▸ PROVIDED DATA
:::

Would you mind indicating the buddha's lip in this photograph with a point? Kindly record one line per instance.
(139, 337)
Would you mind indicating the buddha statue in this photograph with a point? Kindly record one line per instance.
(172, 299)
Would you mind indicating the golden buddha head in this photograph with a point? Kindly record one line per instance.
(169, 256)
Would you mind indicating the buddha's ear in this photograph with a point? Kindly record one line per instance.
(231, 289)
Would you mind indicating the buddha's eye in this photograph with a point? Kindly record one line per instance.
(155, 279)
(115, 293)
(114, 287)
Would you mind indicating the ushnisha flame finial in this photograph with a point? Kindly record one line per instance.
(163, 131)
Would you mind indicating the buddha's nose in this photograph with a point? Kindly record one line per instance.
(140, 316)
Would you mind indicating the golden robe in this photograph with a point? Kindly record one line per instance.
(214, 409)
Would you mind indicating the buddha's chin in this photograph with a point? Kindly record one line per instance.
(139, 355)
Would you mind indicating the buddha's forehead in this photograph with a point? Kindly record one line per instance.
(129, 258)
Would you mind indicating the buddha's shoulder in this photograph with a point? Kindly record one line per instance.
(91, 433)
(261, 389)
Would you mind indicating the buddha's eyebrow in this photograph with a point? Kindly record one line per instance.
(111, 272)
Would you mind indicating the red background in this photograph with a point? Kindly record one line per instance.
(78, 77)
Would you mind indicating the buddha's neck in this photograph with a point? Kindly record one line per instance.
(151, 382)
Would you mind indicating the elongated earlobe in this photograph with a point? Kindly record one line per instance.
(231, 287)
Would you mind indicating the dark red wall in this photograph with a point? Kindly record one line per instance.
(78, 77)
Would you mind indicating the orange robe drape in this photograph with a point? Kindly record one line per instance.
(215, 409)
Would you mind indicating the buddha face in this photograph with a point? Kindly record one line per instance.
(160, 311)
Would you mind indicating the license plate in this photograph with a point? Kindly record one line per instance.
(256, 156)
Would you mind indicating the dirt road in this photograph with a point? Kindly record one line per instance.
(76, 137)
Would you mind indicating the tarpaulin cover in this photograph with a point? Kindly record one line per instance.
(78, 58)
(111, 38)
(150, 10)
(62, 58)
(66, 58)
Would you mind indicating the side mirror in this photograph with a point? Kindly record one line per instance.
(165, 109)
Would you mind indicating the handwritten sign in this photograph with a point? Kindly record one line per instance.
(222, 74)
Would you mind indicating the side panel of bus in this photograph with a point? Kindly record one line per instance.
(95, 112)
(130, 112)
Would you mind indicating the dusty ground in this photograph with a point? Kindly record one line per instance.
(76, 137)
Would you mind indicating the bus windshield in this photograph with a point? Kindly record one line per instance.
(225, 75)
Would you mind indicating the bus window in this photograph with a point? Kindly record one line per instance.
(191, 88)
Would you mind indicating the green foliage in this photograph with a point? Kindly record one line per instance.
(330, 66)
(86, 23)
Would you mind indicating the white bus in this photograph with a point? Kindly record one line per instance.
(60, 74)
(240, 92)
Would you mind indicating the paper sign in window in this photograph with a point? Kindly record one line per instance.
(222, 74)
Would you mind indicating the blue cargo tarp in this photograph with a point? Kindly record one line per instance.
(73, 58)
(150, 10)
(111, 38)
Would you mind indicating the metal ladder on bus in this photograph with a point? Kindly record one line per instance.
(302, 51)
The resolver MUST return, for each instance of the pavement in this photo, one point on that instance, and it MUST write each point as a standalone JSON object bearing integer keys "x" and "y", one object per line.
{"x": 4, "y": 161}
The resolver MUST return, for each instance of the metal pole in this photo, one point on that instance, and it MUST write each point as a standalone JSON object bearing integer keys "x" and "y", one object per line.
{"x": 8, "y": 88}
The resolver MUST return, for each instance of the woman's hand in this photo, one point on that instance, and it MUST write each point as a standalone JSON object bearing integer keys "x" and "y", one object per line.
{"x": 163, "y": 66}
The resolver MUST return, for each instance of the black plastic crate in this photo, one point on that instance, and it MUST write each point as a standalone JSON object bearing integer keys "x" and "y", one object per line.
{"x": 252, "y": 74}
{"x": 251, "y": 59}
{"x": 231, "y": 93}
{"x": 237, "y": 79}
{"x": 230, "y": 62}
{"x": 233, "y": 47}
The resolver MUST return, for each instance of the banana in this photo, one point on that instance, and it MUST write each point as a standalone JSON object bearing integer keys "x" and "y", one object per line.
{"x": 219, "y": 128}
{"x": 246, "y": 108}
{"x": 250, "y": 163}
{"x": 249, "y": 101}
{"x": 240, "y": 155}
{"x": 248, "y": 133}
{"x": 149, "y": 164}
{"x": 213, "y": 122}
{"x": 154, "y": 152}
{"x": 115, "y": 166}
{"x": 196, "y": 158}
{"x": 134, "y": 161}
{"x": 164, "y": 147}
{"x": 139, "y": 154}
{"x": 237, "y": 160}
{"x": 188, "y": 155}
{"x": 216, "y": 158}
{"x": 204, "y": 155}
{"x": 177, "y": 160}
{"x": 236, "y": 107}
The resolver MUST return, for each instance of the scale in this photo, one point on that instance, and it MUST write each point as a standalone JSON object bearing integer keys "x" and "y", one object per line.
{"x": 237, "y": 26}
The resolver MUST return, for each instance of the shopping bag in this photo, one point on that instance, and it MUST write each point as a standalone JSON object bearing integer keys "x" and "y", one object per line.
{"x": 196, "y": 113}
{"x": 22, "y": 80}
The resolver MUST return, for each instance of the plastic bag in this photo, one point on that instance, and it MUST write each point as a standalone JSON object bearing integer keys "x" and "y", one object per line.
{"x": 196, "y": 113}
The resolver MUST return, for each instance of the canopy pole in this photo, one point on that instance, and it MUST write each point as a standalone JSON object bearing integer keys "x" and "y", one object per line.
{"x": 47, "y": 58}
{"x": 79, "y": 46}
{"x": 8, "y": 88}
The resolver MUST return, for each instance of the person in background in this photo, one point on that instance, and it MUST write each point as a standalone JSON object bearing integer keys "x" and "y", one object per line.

:::

Transcribe the records above with every character unchanged.

▸ EXERCISE OUTPUT
Would you mind indicating the buddha's lip in this photograph with a point? Kindly record one line per instance.
(139, 337)
Would you mind indicating the buddha statue in this photograph with a point? Kindly record one line per instance.
(172, 299)
Would you mind indicating the golden buddha head in this photograph with a point? Kindly record one line per instance.
(169, 256)
Would you mind indicating the buddha's ear in this photograph with a point? Kindly record one line per instance.
(231, 289)
Would you mind indicating the buddha's eye in this photograph with a point? Kindly record one line per instance.
(155, 279)
(115, 293)
(114, 287)
Would you mind indicating the ushnisha flame finial in this photograph with a point? Kindly record one line per instance.
(163, 131)
Would you mind indicating the buddha's nose in this photograph with a point? Kindly record one line per instance.
(140, 316)
Would you mind indicating the golden robe in this photograph with a point? Kindly record one line per instance.
(214, 409)
Would you mind indicating the buddha's chin in this photograph with a point? Kindly record one line per instance.
(139, 355)
Would you mind indicating the buddha's forehead in this photograph with a point? Kindly record one line per instance.
(129, 258)
Would you mind indicating the buddha's shoulder in this photograph with a point? Kindly record one line per instance.
(91, 433)
(261, 389)
Would you mind indicating the buddha's eyebrow in this photograph with a point? Kindly record one line per instance.
(111, 272)
Would you mind indicating the red background in this photograph with a point? Kindly record one line per instance.
(78, 77)
Would you mind indicating the buddha's neck in this photograph with a point? Kindly record one line per instance.
(151, 382)
Would you mind indicating the elongated earlobe in this photograph with a point? Kindly record one line per instance.
(231, 287)
Would you mind indicating the dark red wall in this photograph with a point? Kindly record one line per instance.
(78, 77)
Would you mind indicating the orange robe drape in this photograph with a point? Kindly record one line per instance.
(215, 409)
Would you mind indicating the buddha face in this photograph with a point? Kindly record one line per instance.
(160, 311)
Would you mind indicating the license plate in this photograph with a point? Kindly record one line per instance.
(256, 156)
Would you mind indicating the dirt road in this photograph with a point? Kindly record one line per instance.
(76, 137)
Would you mind indicating the tarpaulin cover in this photograph with a point? Kindly record one line per instance.
(78, 58)
(111, 38)
(150, 10)
(62, 58)
(66, 58)
Would you mind indicating the side mirror in this photograph with a point? Kindly record one line per instance.
(165, 109)
Would you mind indicating the handwritten sign in this photograph with a point? Kindly record one line per instance.
(222, 74)
Would you mind indicating the side panel of bus in this photograph with a point? Kindly record one line per instance.
(95, 112)
(130, 112)
Would you mind indicating the dusty ground in this photograph with a point? Kindly record one line per instance.
(76, 137)
Would you mind indicating the bus windshield in this photograph with a point? Kindly record one line per instance.
(225, 75)
Would you mind indicating the bus window in this photograph with a point? Kindly record one line per instance.
(191, 88)
Would you mind indicating the green foliage in this photograph with a point? Kindly record one line per instance.
(330, 66)
(86, 23)
Would you mind indicating the white bus in this photograph with a point? Kindly record one line per instance.
(60, 74)
(240, 92)
Would you mind indicating the paper sign in window in this photograph with a point? Kindly record one line per instance.
(222, 74)
Would you mind indicating the blue cargo tarp in this photograph with a point? Kindly record one line per instance.
(73, 58)
(150, 10)
(111, 38)
Would you mind indicating the metal ladder on bus in this photograph with a point? Kindly record one line per instance.
(302, 51)
The resolver MUST return, for each instance of the pavement in this photo, one point on that instance, and it MUST write each point as a standalone JSON object bearing integer keys "x" and "y", one object per line.
{"x": 4, "y": 161}
The resolver MUST return, for each instance of the metal pole in this photo, one point on that instance, and it MUST write each point as a standalone JSON object bearing integer keys "x" and "y", one object per line.
{"x": 8, "y": 88}
The resolver MUST return, for each instance of the woman's hand in this photo, one point on that instance, and it MUST write each point as a standalone JSON object bearing integer keys "x" and "y", one object per line.
{"x": 163, "y": 66}
The resolver MUST return, for each instance of the black plastic crate in this photo, one point on that instance, and it MUST write each point as a standalone JSON object bearing integer keys "x" and "y", one object per line.
{"x": 252, "y": 74}
{"x": 251, "y": 59}
{"x": 231, "y": 93}
{"x": 237, "y": 79}
{"x": 230, "y": 62}
{"x": 233, "y": 47}
The resolver MUST return, for each instance of the banana in this photo, one point on that instance, and it MUST write each point as a standalone JSON object bearing integer keys "x" and "y", one object per line.
{"x": 219, "y": 128}
{"x": 246, "y": 108}
{"x": 250, "y": 163}
{"x": 249, "y": 101}
{"x": 240, "y": 155}
{"x": 248, "y": 133}
{"x": 149, "y": 164}
{"x": 213, "y": 122}
{"x": 154, "y": 152}
{"x": 115, "y": 166}
{"x": 196, "y": 158}
{"x": 134, "y": 161}
{"x": 164, "y": 147}
{"x": 139, "y": 154}
{"x": 237, "y": 160}
{"x": 188, "y": 155}
{"x": 216, "y": 158}
{"x": 204, "y": 155}
{"x": 177, "y": 160}
{"x": 236, "y": 107}
The resolver MUST return, for each instance of the scale in this photo, one point on that instance, and it MUST write each point as a standalone JSON object bearing integer keys "x" and "y", one object per line.
{"x": 237, "y": 26}
The resolver MUST return, for each instance of the shopping bag in this photo, one point on that instance, and it MUST write each point as a standalone JSON object bearing integer keys "x" and "y", one object per line.
{"x": 196, "y": 113}
{"x": 22, "y": 80}
The resolver MUST return, for each instance of the plastic bag in this photo, one point on that instance, and it MUST write each point as a standalone JSON object bearing integer keys "x" and "y", one object per line.
{"x": 196, "y": 113}
The resolver MUST return, for each instance of the canopy pole in this photo, one point on that instance, and it MUST write each point as a standalone JSON object bearing integer keys "x" and "y", one object per line.
{"x": 47, "y": 58}
{"x": 79, "y": 46}
{"x": 8, "y": 88}
The resolver MUST return, for each instance of the person in background in this photo, one point on that instance, and it MUST write each point as a standalone JSON object bearing integer keys "x" and "y", one object per line.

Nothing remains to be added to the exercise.